REQUEST: Write out everything from the start of the records down to the line containing "point(436, 664)", both included, keeping the requests as they are and offsetting every coordinate in the answers by 89.

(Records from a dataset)

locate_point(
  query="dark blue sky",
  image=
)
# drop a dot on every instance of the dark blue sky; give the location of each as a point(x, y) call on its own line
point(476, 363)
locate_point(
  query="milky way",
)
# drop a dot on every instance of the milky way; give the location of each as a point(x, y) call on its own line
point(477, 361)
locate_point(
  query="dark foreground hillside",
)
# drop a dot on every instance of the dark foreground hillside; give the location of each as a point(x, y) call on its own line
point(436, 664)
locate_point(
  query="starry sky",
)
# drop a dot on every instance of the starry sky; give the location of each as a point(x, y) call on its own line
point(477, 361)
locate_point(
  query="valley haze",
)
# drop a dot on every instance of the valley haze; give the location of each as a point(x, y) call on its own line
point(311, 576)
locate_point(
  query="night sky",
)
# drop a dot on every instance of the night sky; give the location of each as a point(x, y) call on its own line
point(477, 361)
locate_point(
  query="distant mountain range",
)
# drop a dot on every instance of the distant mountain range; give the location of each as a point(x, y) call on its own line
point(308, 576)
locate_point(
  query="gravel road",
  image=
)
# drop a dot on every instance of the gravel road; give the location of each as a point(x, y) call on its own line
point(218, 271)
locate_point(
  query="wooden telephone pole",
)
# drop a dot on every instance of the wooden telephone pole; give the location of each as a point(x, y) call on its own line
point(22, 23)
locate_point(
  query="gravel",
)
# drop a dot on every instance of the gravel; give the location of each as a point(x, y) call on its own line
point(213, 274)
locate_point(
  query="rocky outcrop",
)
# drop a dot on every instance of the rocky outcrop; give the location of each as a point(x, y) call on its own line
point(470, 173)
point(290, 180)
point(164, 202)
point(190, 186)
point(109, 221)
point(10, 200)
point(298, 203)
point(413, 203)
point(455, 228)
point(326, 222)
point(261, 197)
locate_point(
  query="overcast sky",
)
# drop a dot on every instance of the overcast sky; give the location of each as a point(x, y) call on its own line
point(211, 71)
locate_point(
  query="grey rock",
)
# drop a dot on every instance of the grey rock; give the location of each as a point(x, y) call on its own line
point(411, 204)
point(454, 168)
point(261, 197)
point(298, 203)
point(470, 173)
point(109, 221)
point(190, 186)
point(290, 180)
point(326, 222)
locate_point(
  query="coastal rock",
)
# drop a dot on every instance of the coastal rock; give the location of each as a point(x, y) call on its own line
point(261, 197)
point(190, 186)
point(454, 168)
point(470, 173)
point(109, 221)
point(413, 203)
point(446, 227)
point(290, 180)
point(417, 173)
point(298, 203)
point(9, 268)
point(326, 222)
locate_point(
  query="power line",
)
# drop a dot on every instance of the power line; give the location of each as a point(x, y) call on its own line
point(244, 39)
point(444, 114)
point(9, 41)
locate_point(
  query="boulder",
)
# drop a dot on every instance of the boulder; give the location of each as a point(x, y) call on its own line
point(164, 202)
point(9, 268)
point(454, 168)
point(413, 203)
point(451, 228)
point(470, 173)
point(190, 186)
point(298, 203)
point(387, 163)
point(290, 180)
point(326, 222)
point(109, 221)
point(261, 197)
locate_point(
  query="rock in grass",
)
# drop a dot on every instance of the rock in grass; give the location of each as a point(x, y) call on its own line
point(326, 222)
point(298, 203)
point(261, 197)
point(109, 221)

EXPECTED ANSWER:
locate_point(
  query="dark blue sky",
  image=
)
# drop a dot on every instance of the dark blue sky; give the location of each as a point(x, y) call on its own line
point(565, 452)
locate_point(
  query="milky way",
)
# drop a dot on every instance of the milky way; give the location of each as a point(x, y) call on its own line
point(566, 450)
locate_point(
  query="dark foreground hillside",
)
# drop a dot on every instance of the dark foreground hillside; give the location of each as a point(x, y) call on its own line
point(525, 753)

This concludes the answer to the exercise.